- CHALLENGE 1 -
Answer these questions about the court opinion:
(a) In Rahmel v. Lehndorff, who assaulted the plaintiff at the dinner table?
(b) Which judge decided Rahmel v. Lehndorff?
(c) In the case at bar, what fact does the court say does not affect the employer's liability?
- CHALLENGE 2 -
Update the court opinion from "So in the case" up to and including "for their acts.", changing "railroad" to "streetcar company".

The cases which are cited by the appellant as sustaining its above contention do not support it, since in each of said cases the act of the employee was clearly outside of the scope of his authority. The case of Rahmel v. Lehndorff, 142 Cal. 681, [100 Am. St. Rep. 154, 65 L. R. A. 88, 76 P. 659], is a fair sample of these. That was a case where the plaintiff was a guest at the defendant's hotel, and while seated at the dinner-table was assaulted and beaten by a dining-room waiter. Mr. Chief Justice Beatty, in deciding the case, very aptly said: "By the general law of master and servant a master is not liable for the malicious torts of the servant committed outside the scope of his employment. The wrongful act must be one which the servant is empowered under some circumstances to do."

So in the case at bar, we think that if these employees of the railroad had come upon the plaintiff while in the act of stoning their employer's cars or immediately thereafter they would have been authorized by the nature of their employment to put a stop by force, if necessary, to his pernicious activity, and take him into custody for the purpose of turning him over to the authorities, and this being so, the fact that they were mistaken in his identity as a wrongdoer does not affect their employer's liability for their acts.

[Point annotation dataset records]
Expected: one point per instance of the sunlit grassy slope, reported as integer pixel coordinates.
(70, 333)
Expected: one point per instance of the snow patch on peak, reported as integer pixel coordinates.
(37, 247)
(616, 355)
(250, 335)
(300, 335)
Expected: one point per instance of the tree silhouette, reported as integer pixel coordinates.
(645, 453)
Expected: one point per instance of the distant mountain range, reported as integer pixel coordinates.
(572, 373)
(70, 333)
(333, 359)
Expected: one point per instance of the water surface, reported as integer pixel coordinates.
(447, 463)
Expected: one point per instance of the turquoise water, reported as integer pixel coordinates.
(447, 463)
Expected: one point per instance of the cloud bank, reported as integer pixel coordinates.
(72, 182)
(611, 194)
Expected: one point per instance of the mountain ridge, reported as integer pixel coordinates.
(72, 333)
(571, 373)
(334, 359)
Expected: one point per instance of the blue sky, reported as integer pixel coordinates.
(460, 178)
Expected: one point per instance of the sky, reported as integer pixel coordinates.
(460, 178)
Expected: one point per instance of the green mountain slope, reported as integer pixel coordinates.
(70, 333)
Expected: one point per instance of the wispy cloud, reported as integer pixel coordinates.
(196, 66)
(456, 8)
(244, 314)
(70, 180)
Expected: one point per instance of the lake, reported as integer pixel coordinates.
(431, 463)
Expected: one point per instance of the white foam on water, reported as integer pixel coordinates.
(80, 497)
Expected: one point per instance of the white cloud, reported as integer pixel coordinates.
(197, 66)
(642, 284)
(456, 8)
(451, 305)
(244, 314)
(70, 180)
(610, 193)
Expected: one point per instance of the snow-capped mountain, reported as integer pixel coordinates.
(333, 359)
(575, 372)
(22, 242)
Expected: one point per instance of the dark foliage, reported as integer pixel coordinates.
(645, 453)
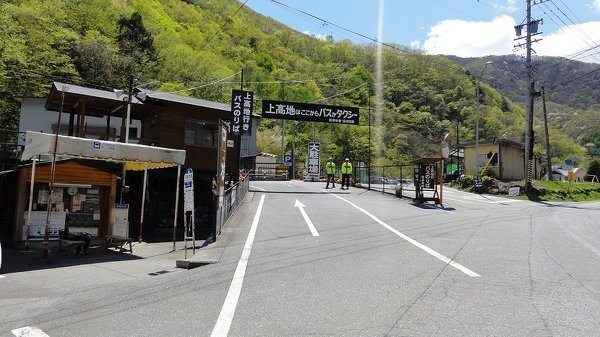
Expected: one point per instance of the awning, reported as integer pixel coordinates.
(135, 157)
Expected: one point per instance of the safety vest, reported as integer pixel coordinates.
(346, 168)
(330, 167)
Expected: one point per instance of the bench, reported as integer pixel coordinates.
(77, 245)
(118, 242)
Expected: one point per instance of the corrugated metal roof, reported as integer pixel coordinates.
(91, 92)
(165, 96)
(156, 95)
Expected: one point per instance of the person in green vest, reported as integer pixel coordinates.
(346, 173)
(330, 170)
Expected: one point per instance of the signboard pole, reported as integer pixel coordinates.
(176, 205)
(188, 209)
(143, 200)
(28, 227)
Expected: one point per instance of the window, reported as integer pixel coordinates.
(483, 159)
(200, 133)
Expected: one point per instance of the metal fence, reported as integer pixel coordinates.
(394, 179)
(232, 198)
(271, 171)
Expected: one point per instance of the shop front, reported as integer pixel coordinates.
(84, 187)
(84, 192)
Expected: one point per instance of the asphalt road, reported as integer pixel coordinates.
(298, 260)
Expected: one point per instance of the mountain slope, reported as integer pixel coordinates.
(199, 48)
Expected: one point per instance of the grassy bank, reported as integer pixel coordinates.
(564, 191)
(543, 190)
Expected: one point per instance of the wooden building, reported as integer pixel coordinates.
(504, 157)
(161, 120)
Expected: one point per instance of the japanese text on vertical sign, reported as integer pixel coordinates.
(241, 112)
(313, 158)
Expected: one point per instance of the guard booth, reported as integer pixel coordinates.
(426, 179)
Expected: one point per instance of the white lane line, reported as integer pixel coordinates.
(414, 242)
(309, 223)
(29, 331)
(456, 199)
(223, 324)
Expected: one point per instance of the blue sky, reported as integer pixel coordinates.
(466, 28)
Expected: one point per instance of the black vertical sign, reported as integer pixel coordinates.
(241, 111)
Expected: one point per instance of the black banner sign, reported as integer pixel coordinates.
(310, 112)
(241, 110)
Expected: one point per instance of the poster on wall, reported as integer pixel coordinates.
(38, 225)
(121, 220)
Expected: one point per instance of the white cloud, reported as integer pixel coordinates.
(573, 42)
(595, 5)
(509, 7)
(472, 38)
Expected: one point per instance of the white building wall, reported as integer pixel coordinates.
(35, 117)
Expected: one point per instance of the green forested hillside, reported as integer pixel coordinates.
(571, 89)
(199, 48)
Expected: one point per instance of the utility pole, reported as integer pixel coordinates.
(532, 30)
(548, 159)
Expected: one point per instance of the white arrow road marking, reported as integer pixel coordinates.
(29, 331)
(312, 228)
(414, 242)
(223, 324)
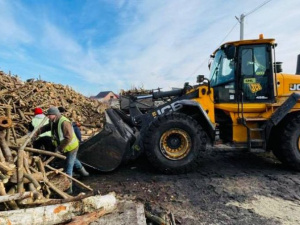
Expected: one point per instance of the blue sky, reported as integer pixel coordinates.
(102, 45)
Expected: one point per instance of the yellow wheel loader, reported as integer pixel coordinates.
(247, 101)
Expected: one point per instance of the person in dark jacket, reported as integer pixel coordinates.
(75, 125)
(65, 140)
(43, 141)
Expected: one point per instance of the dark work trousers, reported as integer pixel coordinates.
(44, 143)
(71, 162)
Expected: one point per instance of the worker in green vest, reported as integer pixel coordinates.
(64, 139)
(43, 141)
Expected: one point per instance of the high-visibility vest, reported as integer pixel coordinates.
(36, 121)
(74, 142)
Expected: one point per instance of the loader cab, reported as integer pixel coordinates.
(243, 73)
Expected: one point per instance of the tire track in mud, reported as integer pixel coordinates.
(229, 187)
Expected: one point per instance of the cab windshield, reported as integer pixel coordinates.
(222, 69)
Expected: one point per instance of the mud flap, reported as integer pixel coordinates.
(105, 151)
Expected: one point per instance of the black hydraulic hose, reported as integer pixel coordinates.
(162, 94)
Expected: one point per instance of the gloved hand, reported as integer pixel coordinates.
(57, 150)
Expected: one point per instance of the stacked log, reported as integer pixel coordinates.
(26, 178)
(18, 100)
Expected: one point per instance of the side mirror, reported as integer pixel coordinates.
(200, 78)
(229, 51)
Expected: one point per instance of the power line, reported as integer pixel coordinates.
(258, 7)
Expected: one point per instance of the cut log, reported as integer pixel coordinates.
(17, 196)
(60, 213)
(87, 218)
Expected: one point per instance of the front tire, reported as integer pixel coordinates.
(173, 143)
(287, 149)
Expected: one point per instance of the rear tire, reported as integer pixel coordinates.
(173, 143)
(287, 149)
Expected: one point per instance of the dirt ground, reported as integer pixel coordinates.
(230, 187)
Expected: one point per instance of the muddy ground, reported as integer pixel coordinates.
(230, 187)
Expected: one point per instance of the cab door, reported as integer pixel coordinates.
(255, 73)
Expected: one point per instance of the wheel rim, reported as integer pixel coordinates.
(175, 144)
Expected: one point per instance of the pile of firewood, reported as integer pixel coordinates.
(26, 178)
(18, 100)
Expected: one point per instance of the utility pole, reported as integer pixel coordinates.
(241, 21)
(242, 17)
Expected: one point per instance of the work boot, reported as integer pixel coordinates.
(83, 172)
(69, 191)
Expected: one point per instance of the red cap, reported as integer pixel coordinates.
(38, 111)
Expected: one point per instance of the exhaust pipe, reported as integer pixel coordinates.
(298, 66)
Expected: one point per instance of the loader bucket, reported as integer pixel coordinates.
(105, 151)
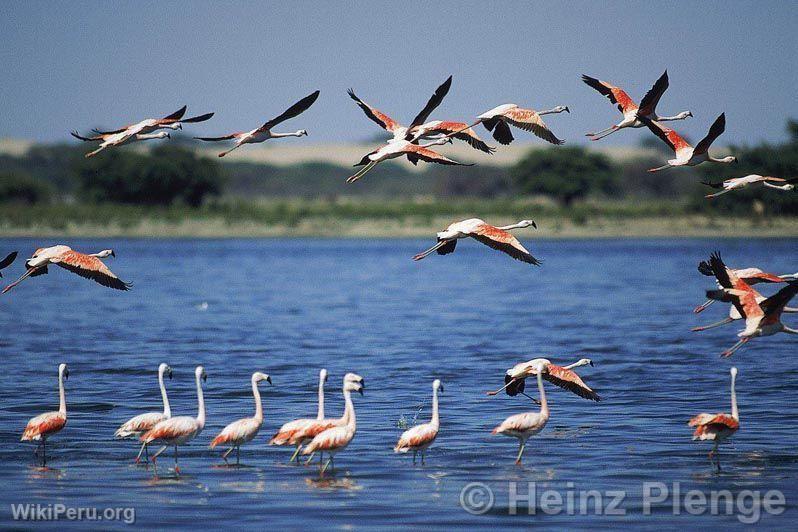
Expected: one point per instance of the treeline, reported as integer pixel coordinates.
(174, 174)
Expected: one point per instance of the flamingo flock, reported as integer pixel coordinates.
(330, 436)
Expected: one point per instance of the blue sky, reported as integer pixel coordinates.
(70, 65)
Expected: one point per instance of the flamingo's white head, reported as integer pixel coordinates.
(164, 369)
(260, 376)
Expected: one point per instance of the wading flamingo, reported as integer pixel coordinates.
(420, 437)
(182, 429)
(45, 425)
(562, 376)
(494, 237)
(738, 183)
(499, 119)
(7, 261)
(717, 427)
(629, 109)
(243, 430)
(138, 425)
(397, 148)
(761, 319)
(88, 266)
(286, 434)
(686, 155)
(312, 429)
(149, 125)
(264, 132)
(118, 139)
(336, 439)
(522, 426)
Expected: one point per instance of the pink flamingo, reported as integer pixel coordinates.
(45, 425)
(244, 430)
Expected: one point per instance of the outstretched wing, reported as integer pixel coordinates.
(91, 268)
(717, 129)
(501, 240)
(383, 120)
(649, 102)
(297, 109)
(615, 94)
(434, 101)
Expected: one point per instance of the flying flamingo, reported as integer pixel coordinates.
(420, 437)
(750, 276)
(243, 430)
(336, 439)
(499, 119)
(286, 434)
(7, 261)
(264, 132)
(738, 183)
(761, 319)
(88, 266)
(45, 425)
(562, 376)
(182, 429)
(494, 237)
(138, 425)
(397, 148)
(629, 108)
(118, 139)
(173, 121)
(717, 427)
(421, 130)
(686, 155)
(522, 426)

- REPLY 1 -
(a) A dining-room waiter.
(b) Mr. Chief Justice Beatty.
(c) The fact that the employees were mistaken in the plaintiff's identity as a wrongdoer.

- REPLY 2 -
So in the case at bar, we think that if these employees of the streetcar company had come upon the plaintiff while in the act of stoning their employer's cars or immediately thereafter they would have been authorized by the nature of their employment to put a stop by force, if necessary, to his pernicious activity, and take him into custody for the purpose of turning him over to the authorities, and this being so, the fact that they were mistaken in his identity as a wrongdoer does not affect their employer's liability for their acts.